Task to complete:
According to the restaurant review, what went into the Tyrolean Tilt cocktail?

Excerpt to read:
────────
An extensive repertoire of German favorites brings us back to Tyrolean Inn
When my daughter returns to Santa Cruz from her new home in Los Angeles, she comments on how quiet it is here. It was even more so during a trip to Ben Lomond, when we set out for a sample of her second favorite macaroni and cheese. Sitting at the front of the Tyrolean Inn restaurant, the green tarp with plastic windows kept out the chill as well as the noise of an occasional passing car. A new draft beer celebrating the German spring, Maibok ($6) was refreshing, served in a hefty glass stein, but specialty cocktails are unique as well.
The Tyrolean Tilt ($6), named eponymously for a move filmed here in the late 1970s with Brooke Shields, included spiced rum, lime and tonic, which gave it almost whiskey-like flavors.
The Honey Nut ($8) included Bärenjäger Honey liqueur, Frangelico hazelnut liqueur and Irish Cream; mild and with a nutty sweet creaminess.
On Fridays Tyrolean offers game specials. This week features braised rabbit ($26.95) in a stock with cream, herbs and onion sauce, as well as trout ($19.95) served with a lemon-tarragon white wine sauce. We were in the mood for a wide variety of Bavarian delicacies, and between the appetizers and combination plates, we were very satiated.
Both appetizers were plated with leaf lettuce and curly fronds of parsley. Warm, thin slices of dark farmhouse bread accompanied the shiny mellow orange fillet of Gräucherte Forelle Smoked trout ($8). We spread the bread with airy horseradish-spiked mousse to enjoy with the pleasantly salted fish.
I wasn’t sure what to expect from the Saurer Herring ($7), so I was delightfully surprised. I do enjoy an occasional jar of sour cream and pickled herring, although the sauce tends to be excessive. At Tyrolean, a dollop of paprika and parsley-speckled sour cream was served alongside meaty, chewy segments of sweet coriander-pickled fish. Capers and crisp white onion slices added a bright spiciness.
────────
Data shown:
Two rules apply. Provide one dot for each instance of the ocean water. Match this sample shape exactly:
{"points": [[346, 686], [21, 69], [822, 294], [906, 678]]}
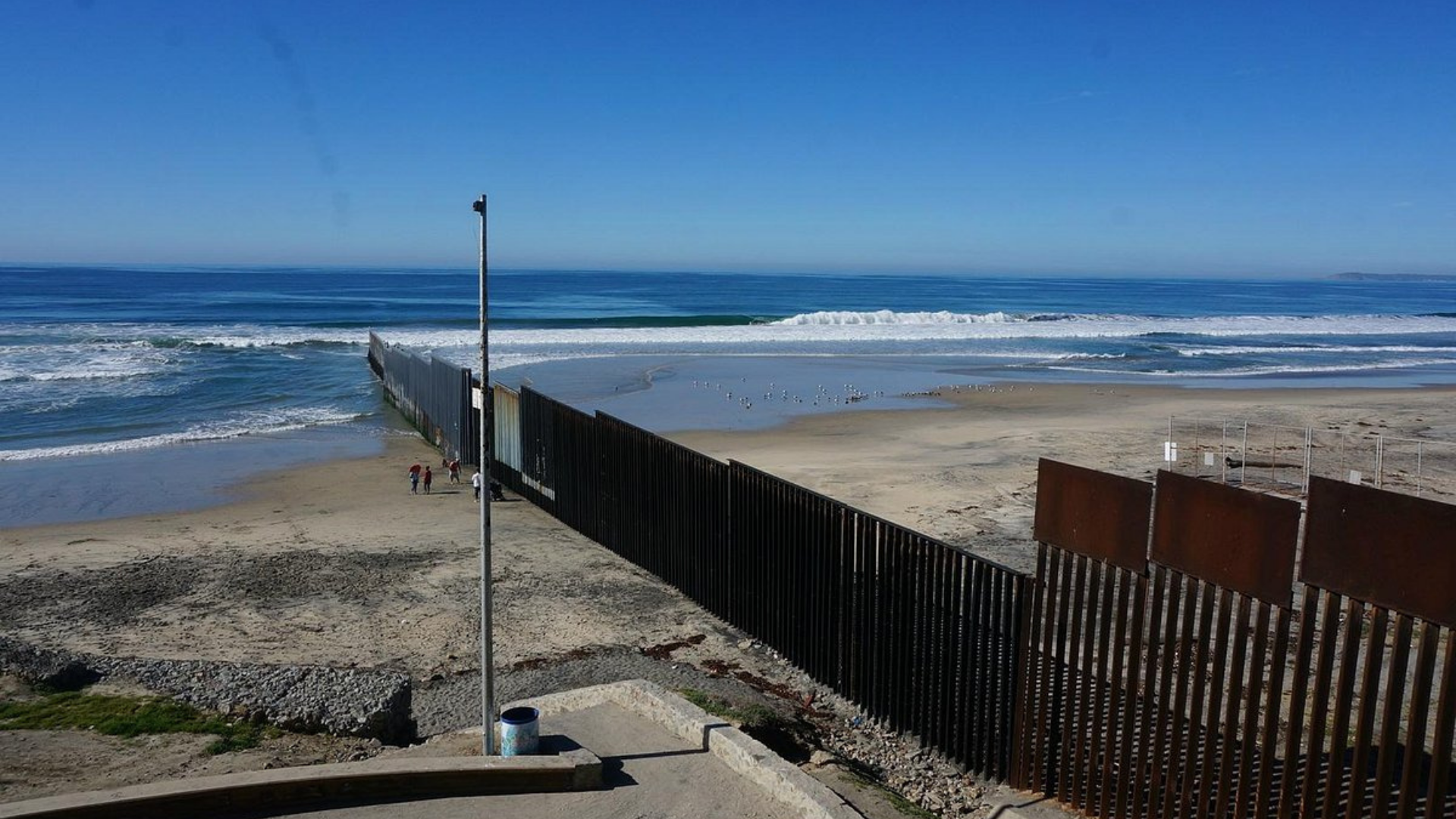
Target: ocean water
{"points": [[180, 373]]}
────────
Solution below:
Spiced rum, lime and tonic.